» **INSTRUCTIONS TO FOLLOW**: Would you please repeat the material exactly, from the first line to the last?

» **RECORD EXCERPTS**:
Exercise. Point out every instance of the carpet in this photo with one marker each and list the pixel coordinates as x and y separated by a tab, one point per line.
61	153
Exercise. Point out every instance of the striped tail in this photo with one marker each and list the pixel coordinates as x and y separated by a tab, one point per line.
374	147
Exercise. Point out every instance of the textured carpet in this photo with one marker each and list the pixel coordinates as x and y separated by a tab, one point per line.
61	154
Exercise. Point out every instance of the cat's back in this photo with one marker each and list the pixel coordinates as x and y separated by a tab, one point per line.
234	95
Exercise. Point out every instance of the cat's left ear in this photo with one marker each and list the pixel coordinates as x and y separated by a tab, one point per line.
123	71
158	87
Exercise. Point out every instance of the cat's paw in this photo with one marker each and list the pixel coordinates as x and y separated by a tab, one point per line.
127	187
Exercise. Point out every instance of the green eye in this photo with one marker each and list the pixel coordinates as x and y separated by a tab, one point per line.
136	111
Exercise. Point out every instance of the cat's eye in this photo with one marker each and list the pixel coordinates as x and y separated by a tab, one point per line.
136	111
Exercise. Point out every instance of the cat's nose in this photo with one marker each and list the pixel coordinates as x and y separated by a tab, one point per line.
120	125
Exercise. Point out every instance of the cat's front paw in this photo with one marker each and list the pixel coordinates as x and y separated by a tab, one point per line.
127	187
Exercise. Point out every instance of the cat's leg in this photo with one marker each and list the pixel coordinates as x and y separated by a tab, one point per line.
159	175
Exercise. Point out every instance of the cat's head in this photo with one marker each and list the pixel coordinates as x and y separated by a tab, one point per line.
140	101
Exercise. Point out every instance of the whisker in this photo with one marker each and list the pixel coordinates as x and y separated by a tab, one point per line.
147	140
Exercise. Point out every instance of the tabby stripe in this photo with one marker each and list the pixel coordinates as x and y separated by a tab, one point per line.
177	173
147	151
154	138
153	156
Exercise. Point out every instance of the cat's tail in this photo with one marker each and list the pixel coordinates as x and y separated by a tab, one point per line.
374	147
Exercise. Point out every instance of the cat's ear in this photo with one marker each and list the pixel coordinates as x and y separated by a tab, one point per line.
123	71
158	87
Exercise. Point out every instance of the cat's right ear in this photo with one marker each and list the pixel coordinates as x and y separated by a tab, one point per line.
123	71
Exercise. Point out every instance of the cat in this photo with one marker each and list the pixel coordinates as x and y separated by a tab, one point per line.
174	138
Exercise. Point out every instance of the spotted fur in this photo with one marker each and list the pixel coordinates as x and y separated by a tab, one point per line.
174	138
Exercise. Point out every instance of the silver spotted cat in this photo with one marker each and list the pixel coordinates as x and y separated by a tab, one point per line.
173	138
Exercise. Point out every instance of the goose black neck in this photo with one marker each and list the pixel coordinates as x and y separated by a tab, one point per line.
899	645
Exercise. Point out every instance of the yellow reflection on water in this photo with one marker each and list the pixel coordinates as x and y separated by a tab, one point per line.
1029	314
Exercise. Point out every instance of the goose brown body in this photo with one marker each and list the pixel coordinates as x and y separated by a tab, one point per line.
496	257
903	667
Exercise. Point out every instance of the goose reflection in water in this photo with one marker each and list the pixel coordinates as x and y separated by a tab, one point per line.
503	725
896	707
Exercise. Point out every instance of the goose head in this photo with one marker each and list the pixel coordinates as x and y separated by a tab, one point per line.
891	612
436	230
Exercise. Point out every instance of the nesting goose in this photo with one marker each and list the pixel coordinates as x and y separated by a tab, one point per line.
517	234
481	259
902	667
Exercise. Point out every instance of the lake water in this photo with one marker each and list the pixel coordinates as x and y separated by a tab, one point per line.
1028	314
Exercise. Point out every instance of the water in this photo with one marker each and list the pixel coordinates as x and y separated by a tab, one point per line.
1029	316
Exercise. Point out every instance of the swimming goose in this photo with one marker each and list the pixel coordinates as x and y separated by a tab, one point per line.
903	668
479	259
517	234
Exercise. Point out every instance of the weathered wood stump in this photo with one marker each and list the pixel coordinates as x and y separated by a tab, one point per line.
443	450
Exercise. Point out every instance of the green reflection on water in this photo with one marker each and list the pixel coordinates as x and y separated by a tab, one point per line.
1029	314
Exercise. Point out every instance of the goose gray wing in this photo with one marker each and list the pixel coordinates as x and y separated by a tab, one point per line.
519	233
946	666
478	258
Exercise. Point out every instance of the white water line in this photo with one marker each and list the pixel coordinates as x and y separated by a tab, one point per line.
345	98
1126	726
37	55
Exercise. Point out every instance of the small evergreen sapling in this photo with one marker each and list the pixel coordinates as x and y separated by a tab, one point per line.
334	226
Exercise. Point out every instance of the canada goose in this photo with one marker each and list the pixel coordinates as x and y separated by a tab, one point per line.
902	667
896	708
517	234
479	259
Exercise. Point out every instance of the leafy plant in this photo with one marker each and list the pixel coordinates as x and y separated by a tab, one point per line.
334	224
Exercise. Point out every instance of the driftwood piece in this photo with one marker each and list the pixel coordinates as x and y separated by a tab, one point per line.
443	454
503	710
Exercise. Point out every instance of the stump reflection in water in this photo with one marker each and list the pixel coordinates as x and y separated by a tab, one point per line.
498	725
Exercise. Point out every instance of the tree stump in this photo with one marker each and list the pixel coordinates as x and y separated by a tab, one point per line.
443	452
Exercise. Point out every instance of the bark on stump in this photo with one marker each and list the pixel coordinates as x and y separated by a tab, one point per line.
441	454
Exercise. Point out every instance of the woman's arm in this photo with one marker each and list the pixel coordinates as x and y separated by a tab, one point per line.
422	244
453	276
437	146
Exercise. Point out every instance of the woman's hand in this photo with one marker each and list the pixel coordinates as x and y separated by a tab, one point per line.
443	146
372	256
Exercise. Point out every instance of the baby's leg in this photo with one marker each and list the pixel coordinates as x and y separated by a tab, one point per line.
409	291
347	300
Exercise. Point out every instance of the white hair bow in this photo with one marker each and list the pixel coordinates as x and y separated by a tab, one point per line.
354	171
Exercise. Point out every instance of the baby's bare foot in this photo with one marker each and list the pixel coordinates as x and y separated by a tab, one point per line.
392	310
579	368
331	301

» **EXERCISE RESULT**:
Exercise. Point out every instance of the carpet in this photo with one marker each and list the pixel coordinates as x and y separated by a tab, one point per line.
61	153
Exercise. Point out every instance of the striped tail in this photo with one marker each and list the pixel coordinates as x and y separated by a tab, one point per line.
374	147
Exercise. Point out every instance of the textured carpet in this photo with one marker each and list the pixel coordinates as x and y separated by a tab, one point per line.
61	154
Exercise. Point out every instance of the cat's back in this photo with one marker each and list the pixel coordinates as x and y separated by a tab, one point per line.
234	95
Exercise. Point out every instance of the cat's left ear in this photo with one marker each and list the pixel coordinates as x and y separated by a tab, one point per line.
123	71
158	87
Exercise. Point out every instance of the cat's paw in this photo with one marker each and list the pixel coordinates as x and y separated by a tab, one point per line.
127	187
Exercise. Point out every instance of the green eye in this photo with one marker each and list the pixel coordinates as x and y separated by a tab, one point per line.
136	111
Exercise. Point out every instance of the cat's eye in this photo with one marker each and list the pixel coordinates as x and y separated by a tab, one point per line.
136	111
Exercise. Point out every instance of the cat's nose in this photo with one marker each and list the pixel coordinates as x and y separated by a tab, one point per line.
120	125
Exercise. Point out every instance of the cat's front paw in this photo with one marker each and list the pixel coordinates as x and y separated by a tab, one point per line.
127	187
Exercise. Point out every instance of the cat's leg in this photo with one marker each and list the pixel coordinates as x and y separated by a tab, one point per line.
159	175
Exercise. Point out every instance of the cat's head in this photo with one marker each and list the pixel coordinates as x and y separated by a tab, one point per line.
140	101
Exercise. Point out every instance of the whisker in this photo with one marker each and list the pixel coordinates as x and y separated by a tab, one point per line.
147	140
Exercise. Point out every instance of the tabby stripe in this photo with one marker each and list the pixel coordinates as x and y separated by a tab, one point per line.
177	173
147	151
154	138
153	156
Exercise. Point out every instance of the cat's tail in this photo with one marker each and list the pixel coordinates as x and y separated by a tab, one point per line.
374	147
Exercise. Point out every instance of the cat's ear in this photo with one marker each and list the pixel coordinates as x and y separated by a tab, one point per line.
123	71
158	87
Exercise. Point out every instance of the cat's right ear in this photo with one marker each and list the pixel coordinates as x and y separated by a tab, one point per line.
123	71
Exercise. Point out every instance of the cat in this photo with one marker each and list the pixel coordinates as x and y separated by a tab, one point per line.
174	138
Exercise. Point out every instance of the spotted fur in this photo with one marker each and list the pixel coordinates as x and y separated by a tab, one point per line.
174	138
Exercise. Point out every instance of the silver spotted cat in this photo with one marker each and list the pixel coordinates as x and y separated by a tab, one point per line.
173	138
Exercise. Point out every instance of the goose black neck in this photo with one marker each and list the pixel coordinates as x and y separated by a tab, one point per line.
899	645
Exercise. Point out every instance of the yellow reflection on water in this photo with one marker each and list the pixel coordinates as x and y separated by a tab, one point per line.
1029	314
Exercise. Point out every instance of the goose brown body in this photo with one marker each and list the pixel coordinates as x and y separated by a tab, one point per line.
496	257
903	667
Exercise. Point out every instance of the goose reflection in water in this photo with one marker each and list the pixel coordinates as x and y separated by a tab, one point per line.
503	725
896	707
Exercise. Point out every instance of the goose head in this photo with one marker each and list the pixel coordinates as x and y separated by a tab, one point per line.
891	612
436	230
Exercise. Point out every instance of the nesting goose in this photo with one marker each and list the pixel coordinates as x and y separated by a tab, one point per line.
517	234
481	259
902	667
Exercise. Point out every instance of the lake water in this photo with one marker each and list the pixel coordinates as x and y separated by a tab, one point per line.
1028	314
Exercise. Point out every instance of the water in this photo with one marker each and list the pixel coordinates as x and y separated by a tab, one point per line.
1029	316
Exercise. Point out every instance of the swimming goose in this photo with one marker each and list the pixel coordinates as x and y separated by a tab, one point per line.
903	668
479	259
517	234
Exercise. Point out every instance of the weathered wood stump in this photo with one marker each and list the pixel coordinates as x and y separated by a tab, one point per line.
443	450
Exercise. Point out every instance of the green reflection on water in this photo with one marker each and list the pixel coordinates as x and y separated by a tab, one point per line.
1029	314
Exercise. Point out every instance of the goose gray wing in this photo with one marker each and list the pixel coordinates as x and y separated by a tab, one point per line.
519	233
946	666
478	258
Exercise. Point out every instance of the white water line in this photo with one marker each and list the pixel coordinates as x and y separated by a tab, one point per line.
345	98
1126	726
37	55
Exercise. Point out every instance of the small evergreen sapling in this photo with one marker each and list the pixel coordinates as x and y separated by a tab, one point per line.
334	226
Exercise. Point out every instance of the canada goose in this photo with one marker each and list the pixel coordinates as x and y separated by a tab, one point per line.
902	667
896	708
517	234
479	259
Exercise. Point out every instance of the leafy plant in this photo with one marker each and list the pixel coordinates as x and y separated by a tab, one point per line.
334	224
Exercise. Point out every instance of the driftwood piece in this photo with one marker each and list the pixel coordinates as x and y separated by a tab, one point per line.
443	454
503	710
Exercise. Point out every instance of the stump reflection in water in this photo with one marker each and list the pixel coordinates as x and y separated by a tab, one point per line.
498	725
Exercise. Point out every instance of the tree stump in this photo with one marker each and list the pixel coordinates as x and y separated by a tab, one point per line.
443	452
Exercise. Point out every instance of the bark on stump in this photo with one marker each and list the pixel coordinates as x and y separated by a tab, one point per line.
441	454
Exercise. Point out every instance of the woman's arm in this photo with one marker each and list the pixel coordinates as x and y separated by a tab, one point per line.
422	244
453	276
437	146
Exercise. Point out every instance of the woman's hand in this photo with one marker each and list the pixel coordinates as x and y separated by a tab, one point per line.
443	146
372	256
Exercise. Point out every instance of the baby's leg in this photo with one marker each and list the pixel coordinates as x and y separated by a tab, one point per line.
409	291
347	300
Exercise. Point out every instance of the white hair bow in this photo with one marker each and list the pixel coordinates as x and y separated by a tab, one point per line.
354	171
Exercise. Point out every instance of the baby's bare foot in this photo with one marker each and list the pixel coordinates as x and y separated by a tab, one point per line.
392	310
579	368
331	301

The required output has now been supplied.